== INPUT ==
>>>

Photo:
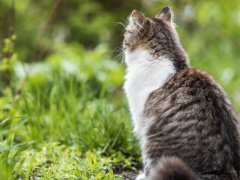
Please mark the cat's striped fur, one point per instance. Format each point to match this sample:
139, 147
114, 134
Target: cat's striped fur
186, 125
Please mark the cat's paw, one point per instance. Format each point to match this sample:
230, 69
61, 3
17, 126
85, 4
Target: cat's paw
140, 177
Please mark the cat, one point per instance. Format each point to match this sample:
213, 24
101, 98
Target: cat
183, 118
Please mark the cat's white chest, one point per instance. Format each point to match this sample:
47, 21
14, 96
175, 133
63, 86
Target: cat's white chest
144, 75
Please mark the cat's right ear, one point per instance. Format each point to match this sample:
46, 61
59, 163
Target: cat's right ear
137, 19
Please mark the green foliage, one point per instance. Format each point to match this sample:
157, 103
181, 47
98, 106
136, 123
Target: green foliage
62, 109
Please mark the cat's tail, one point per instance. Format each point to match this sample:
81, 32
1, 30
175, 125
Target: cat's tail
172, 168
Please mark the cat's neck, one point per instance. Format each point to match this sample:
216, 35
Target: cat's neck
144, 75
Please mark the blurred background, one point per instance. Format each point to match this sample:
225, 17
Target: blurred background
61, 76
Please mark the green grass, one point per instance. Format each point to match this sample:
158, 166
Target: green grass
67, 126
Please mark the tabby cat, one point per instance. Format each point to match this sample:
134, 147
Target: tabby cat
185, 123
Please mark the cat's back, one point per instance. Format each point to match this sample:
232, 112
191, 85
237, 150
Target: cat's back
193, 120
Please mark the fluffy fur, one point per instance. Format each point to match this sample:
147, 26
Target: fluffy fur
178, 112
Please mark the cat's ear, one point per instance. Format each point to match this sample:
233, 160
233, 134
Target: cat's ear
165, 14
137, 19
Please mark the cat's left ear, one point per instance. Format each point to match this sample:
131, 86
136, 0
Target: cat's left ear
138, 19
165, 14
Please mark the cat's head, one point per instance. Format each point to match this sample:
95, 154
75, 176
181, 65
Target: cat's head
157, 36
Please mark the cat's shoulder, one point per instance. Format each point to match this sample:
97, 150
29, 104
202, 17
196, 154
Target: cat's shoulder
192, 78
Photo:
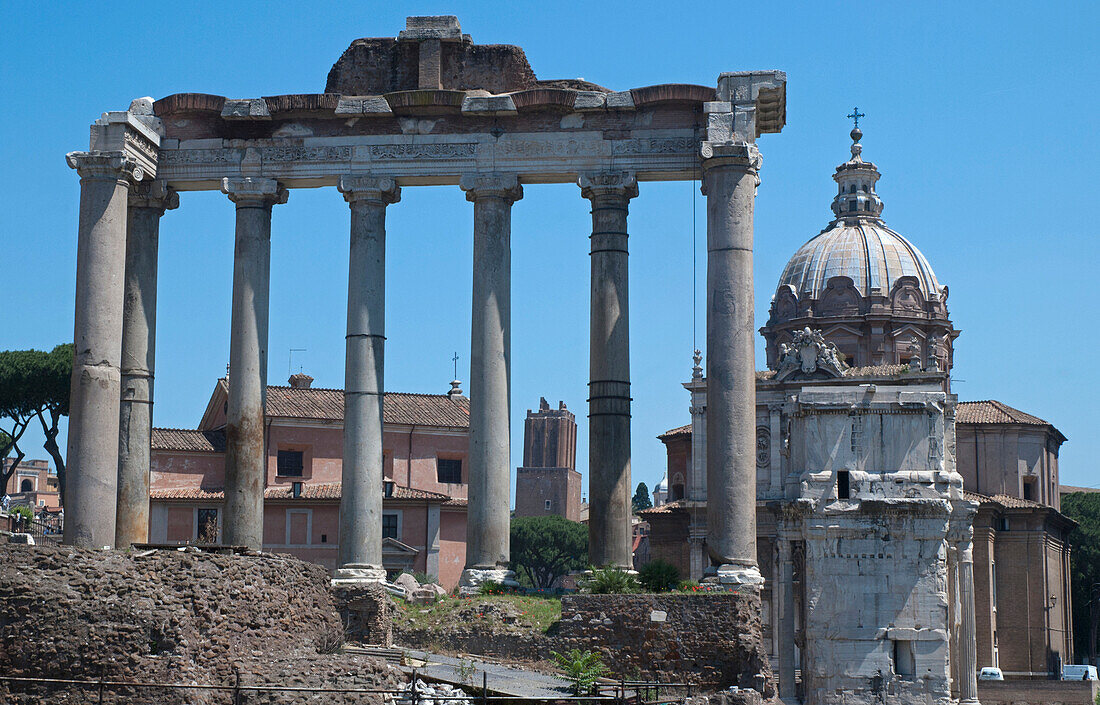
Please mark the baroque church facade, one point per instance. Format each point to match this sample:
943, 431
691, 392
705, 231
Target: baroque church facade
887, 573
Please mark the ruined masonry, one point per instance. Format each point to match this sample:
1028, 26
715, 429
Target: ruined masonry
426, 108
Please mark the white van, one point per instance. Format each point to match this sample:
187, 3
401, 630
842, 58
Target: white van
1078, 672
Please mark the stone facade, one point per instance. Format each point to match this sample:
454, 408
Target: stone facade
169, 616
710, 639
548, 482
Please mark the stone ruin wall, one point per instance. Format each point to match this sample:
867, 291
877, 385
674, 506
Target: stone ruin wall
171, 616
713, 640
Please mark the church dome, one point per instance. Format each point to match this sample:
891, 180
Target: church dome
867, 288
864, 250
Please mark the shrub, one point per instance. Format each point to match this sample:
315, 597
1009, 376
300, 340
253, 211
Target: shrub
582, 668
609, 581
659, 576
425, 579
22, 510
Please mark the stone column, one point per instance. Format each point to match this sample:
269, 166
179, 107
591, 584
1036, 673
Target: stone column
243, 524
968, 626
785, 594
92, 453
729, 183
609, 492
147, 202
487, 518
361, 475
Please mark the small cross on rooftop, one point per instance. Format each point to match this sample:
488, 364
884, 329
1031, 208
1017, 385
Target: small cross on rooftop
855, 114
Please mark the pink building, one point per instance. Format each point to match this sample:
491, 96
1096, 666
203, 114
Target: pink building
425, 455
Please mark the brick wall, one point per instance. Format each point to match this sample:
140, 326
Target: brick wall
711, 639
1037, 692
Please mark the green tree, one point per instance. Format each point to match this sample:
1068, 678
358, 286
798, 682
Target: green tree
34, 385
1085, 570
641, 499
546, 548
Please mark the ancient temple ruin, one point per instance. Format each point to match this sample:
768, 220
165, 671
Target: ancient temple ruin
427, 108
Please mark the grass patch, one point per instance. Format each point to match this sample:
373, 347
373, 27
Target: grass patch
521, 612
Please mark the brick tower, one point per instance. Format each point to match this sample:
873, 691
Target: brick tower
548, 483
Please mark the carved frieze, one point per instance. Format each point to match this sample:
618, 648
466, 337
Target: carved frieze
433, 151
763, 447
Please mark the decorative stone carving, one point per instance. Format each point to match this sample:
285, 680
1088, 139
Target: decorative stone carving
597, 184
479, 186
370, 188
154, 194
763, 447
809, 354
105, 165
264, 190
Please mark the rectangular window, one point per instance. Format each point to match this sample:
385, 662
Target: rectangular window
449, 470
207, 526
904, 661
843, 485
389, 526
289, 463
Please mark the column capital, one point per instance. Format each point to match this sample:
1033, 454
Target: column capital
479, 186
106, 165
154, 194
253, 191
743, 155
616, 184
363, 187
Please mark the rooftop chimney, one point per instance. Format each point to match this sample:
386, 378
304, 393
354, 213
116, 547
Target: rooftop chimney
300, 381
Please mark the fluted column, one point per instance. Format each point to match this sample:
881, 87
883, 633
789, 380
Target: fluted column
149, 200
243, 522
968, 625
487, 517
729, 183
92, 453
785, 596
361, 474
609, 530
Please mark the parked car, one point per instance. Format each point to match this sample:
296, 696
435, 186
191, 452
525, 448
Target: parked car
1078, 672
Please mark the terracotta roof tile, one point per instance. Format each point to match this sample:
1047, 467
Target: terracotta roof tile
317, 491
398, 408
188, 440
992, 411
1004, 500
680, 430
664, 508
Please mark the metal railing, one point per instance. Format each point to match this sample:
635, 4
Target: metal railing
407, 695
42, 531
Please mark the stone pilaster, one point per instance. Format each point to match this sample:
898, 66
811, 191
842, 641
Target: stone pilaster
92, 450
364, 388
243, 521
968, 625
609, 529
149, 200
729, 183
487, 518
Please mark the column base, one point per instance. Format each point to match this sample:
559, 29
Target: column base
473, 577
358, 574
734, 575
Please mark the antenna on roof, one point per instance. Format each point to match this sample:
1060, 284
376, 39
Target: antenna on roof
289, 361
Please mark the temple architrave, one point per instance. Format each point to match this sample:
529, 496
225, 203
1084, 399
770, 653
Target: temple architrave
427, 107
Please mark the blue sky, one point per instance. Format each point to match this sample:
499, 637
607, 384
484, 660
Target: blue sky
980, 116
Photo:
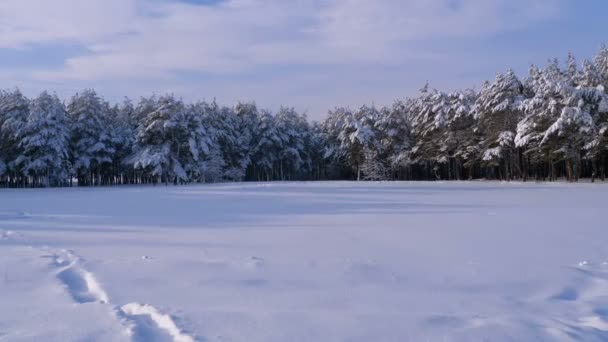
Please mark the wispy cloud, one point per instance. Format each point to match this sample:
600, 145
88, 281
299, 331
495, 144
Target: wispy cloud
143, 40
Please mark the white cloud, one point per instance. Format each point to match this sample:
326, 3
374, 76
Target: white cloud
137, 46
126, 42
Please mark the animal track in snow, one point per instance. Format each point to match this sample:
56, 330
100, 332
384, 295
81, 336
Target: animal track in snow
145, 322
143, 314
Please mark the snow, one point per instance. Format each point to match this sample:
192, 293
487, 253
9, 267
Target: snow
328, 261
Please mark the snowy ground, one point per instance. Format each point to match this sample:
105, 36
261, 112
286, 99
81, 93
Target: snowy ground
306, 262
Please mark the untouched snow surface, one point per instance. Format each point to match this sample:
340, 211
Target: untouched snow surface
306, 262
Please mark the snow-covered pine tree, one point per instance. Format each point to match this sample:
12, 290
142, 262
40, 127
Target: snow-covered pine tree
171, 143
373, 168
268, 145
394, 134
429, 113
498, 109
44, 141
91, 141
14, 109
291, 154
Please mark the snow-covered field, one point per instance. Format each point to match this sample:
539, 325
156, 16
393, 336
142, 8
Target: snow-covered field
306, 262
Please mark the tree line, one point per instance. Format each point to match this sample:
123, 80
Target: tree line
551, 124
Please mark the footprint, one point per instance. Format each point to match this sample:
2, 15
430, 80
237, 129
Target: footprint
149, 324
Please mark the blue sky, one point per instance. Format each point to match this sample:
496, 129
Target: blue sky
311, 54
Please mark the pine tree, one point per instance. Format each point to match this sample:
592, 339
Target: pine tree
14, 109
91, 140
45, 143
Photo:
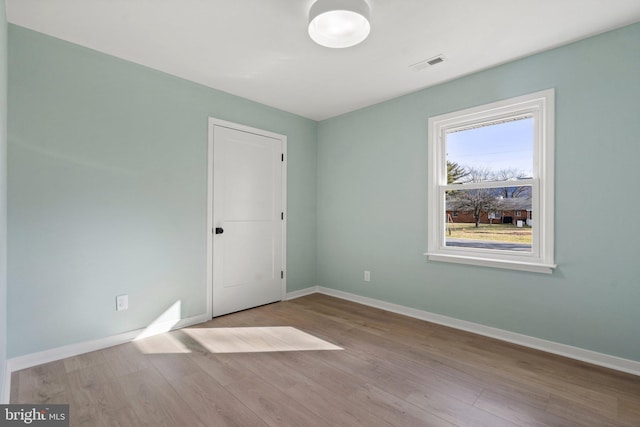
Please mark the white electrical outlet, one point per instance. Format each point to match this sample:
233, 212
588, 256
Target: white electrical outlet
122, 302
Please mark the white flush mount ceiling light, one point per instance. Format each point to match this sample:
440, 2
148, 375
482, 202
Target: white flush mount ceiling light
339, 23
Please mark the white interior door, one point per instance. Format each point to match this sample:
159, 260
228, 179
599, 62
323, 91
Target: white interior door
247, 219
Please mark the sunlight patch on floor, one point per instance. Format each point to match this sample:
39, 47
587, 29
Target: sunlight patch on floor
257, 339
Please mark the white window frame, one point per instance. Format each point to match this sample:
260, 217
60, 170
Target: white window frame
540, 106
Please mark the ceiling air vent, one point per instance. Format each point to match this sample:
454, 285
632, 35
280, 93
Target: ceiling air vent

<<<

== ABOUT THIS TASK ==
Return each line of the data above that includes the word "vent".

== ANSWER TO THIS PROBLEM ==
Please mark the ceiling air vent, one point per instance. Format each point to match this sample:
Target: ceiling air vent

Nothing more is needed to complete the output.